Extrait:
Avec plusieurs millions de personnes dans les rues, la France est au centre des commentaires de la presse internationale. La plupart des commentaires me fascinent par leur aveuglement: on parle du CPE comme d'une mesure nécessaire pour la flexibilisation du marché du travail, on stigmatise des étudiants "privilégiés" et des Français réactionnaires défendant leurs acquis.
Il est clair que le marché du travail français a besoin de nombreuses réformes. Mais ce que n'arrivent pas à comprendre nombre de correspondants des journaux étrangers et de commentateurs, c'est que ces millions de gens sont descendus dans la rue principalement pour des raisons politiques, et non uniquement pour défendre des "privilèges":
1°) le régime politique français est moribond et quasiment dictatorial, au moment où de nombreux citoyens sont prêts pour la démocratie participative: le premier ministre n'a jamais été élu et ignore ostensiblement l'assemblée (il gouverne par ordonnances). Le président a été élu pour contrer Le Pen (il avait 19% au premier tour) mais agit comme s'il avait eu personnellement 82%, monopolise les pouvoirs (son parti tient toutes les assemblées). L'Assemblée nationale, du fait de son mode d'élection, a peu de légitimité démocratique (10% de femmes, un seul homo et zéro allochtone sur 577 députés), le Sénat encore moins, la séparation des pouvoirs est quasi-inexistante.

Données fournies:
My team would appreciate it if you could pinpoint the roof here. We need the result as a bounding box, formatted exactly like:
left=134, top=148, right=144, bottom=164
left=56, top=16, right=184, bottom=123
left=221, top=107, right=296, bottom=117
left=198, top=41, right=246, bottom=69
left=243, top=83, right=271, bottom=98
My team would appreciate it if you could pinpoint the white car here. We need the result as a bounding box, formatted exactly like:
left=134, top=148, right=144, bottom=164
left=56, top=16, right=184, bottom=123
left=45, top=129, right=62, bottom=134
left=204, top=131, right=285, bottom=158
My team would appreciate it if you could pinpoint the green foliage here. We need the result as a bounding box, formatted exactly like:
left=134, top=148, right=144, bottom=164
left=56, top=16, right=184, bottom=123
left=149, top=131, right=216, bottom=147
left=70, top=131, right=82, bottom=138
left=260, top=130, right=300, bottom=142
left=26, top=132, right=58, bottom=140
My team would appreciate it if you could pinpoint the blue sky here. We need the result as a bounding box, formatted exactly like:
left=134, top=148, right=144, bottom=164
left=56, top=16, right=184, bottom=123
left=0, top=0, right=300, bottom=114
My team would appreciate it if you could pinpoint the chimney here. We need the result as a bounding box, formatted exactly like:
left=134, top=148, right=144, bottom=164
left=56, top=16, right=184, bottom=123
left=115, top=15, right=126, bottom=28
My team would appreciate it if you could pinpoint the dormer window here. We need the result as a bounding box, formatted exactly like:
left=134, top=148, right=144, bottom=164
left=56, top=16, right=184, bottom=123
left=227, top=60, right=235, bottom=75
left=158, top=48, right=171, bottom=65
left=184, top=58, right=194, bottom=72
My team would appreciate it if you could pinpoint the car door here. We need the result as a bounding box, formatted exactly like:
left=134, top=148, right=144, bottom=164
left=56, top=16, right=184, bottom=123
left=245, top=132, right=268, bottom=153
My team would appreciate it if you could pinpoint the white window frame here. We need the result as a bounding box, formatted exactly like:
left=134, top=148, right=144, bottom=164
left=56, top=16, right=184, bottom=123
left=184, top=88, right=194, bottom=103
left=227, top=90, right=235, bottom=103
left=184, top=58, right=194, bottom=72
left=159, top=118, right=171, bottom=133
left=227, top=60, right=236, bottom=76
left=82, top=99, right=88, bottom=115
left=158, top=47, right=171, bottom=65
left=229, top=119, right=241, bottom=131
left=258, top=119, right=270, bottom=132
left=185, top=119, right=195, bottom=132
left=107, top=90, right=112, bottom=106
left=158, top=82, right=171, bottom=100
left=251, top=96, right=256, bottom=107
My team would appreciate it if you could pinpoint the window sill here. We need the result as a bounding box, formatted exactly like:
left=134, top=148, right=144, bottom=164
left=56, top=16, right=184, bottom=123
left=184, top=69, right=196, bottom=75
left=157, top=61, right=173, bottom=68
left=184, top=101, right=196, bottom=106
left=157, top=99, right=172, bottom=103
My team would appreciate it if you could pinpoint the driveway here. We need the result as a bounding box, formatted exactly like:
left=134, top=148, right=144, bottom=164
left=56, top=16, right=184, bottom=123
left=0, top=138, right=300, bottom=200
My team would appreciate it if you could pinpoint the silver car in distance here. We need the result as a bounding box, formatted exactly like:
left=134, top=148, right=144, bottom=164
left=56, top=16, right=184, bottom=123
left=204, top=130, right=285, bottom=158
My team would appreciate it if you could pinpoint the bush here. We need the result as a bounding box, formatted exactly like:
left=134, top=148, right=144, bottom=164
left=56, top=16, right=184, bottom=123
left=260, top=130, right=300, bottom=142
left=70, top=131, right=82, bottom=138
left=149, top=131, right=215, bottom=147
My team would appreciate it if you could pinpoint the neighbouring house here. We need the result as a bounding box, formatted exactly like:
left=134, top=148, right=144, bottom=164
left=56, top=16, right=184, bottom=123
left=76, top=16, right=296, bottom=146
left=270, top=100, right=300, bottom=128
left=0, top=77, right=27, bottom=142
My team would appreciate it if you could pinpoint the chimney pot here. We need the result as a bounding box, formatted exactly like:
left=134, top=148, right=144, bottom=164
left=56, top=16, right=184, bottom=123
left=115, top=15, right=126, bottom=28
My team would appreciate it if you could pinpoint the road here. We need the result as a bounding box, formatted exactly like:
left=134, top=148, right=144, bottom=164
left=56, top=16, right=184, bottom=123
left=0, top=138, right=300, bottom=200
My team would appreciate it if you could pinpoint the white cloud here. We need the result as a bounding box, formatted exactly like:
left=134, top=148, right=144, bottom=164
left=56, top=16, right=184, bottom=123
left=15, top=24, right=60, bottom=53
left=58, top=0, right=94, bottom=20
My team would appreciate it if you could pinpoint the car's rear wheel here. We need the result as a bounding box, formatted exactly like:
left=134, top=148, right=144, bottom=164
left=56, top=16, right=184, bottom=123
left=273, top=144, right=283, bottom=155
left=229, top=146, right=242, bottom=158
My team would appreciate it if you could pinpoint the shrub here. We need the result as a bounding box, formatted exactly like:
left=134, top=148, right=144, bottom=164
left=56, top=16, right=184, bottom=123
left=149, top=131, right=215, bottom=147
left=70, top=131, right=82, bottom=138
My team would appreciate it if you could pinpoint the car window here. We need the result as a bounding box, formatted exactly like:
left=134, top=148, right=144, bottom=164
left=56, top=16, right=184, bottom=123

---

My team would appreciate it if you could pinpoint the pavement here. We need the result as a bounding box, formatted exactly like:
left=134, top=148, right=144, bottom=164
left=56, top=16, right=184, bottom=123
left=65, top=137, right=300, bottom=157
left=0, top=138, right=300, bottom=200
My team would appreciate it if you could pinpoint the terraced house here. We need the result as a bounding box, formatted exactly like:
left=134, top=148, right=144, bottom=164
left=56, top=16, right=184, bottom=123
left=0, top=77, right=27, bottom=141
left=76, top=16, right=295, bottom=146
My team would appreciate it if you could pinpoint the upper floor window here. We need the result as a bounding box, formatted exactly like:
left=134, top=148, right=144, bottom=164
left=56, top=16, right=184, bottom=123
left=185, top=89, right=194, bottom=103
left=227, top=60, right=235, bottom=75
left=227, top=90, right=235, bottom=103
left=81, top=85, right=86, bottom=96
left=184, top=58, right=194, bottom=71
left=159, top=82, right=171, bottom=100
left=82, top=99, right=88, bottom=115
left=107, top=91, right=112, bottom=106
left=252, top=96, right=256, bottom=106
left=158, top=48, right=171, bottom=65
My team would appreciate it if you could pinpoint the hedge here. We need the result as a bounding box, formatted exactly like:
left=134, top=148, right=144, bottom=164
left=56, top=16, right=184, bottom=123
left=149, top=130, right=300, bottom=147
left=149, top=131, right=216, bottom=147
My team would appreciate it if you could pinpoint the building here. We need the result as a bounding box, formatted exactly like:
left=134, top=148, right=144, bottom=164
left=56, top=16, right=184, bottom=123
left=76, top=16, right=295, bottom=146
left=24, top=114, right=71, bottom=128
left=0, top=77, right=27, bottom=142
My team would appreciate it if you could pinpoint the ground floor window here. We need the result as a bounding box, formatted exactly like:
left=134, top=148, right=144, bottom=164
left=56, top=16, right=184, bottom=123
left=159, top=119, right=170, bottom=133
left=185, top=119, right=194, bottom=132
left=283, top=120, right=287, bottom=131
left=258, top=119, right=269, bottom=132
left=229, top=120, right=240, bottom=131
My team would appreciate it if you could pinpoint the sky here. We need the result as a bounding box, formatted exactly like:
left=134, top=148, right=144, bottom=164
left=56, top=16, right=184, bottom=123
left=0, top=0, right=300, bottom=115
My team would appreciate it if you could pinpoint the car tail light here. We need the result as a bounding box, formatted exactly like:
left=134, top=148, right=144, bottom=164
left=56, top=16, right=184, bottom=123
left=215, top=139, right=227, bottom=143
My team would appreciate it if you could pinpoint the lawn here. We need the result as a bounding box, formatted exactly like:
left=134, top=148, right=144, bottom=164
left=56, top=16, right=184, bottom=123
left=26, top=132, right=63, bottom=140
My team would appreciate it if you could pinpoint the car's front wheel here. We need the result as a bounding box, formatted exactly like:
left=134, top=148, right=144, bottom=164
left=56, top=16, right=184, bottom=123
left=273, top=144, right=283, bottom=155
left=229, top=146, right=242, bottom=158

Travail demandé:
1: Selon l'extrait sur les manifestations contre le CPE, de quelle manière le premier ministre gouverne-t-il ?
2: Rédigez la suite de l'extrait sur les manifestations contre le CPE, en reprenant après sa dernière phrase.

Les réponses:
1: Par ordonnances.

2:
2°) Le monde intellectuel parisien officiel s'illustre plus par son ethnocentrisme et sa nullité que par son brio: colonialiste, raciste, de plus en plus à droite, ayant perdu tout contact avec la réalité et le reste du monde, le petit monde germano-pratin est avant tout gallocentriste et arrogant. Cela se reflète dans les universités, l'administration, les grandes écoles et chez les éditeurs
3°) la génération au pouvoir a sacrifié ses enfants (les jeunes entre 18 et 35 ans) pour assurer ses privilèges économiques et symboliques. Ca me fait beaucoup rire que les journalistes qui fustigent les "étudiants privilégiés" sont ceux qui vivent de leur exploitation sans vergogne: stagiaires esclavagisés, précaires pressurisés, ils ne peuvent garantir leur statut de journaliste bien payé que par l'exploitation d'une armée de volontaires travaillant très dur pour presque rien.
Ce n'est pas un hasard si le feu a d'abord pris dans les banlieues, et remonte doucement la piramide sociale: les jeunes des banlieues, puis les étudiants, puis la classe moyenne... Je pense que le pouvoir français s'illustre avant tout par son aveuglement, et la presse étrangère par sa méconnaissance de la France. Le régime politique et économique français est au bord de l'explosion, et les voisins de la France devraient se méfier: quand une révolution éclate en France, elle a de lourdes conséquences en Europe et en Amérique.
Que les censeurs ravalent leurs certitudes et commencent à se demander comment ils survivront la remise en cause de leurs privilèges...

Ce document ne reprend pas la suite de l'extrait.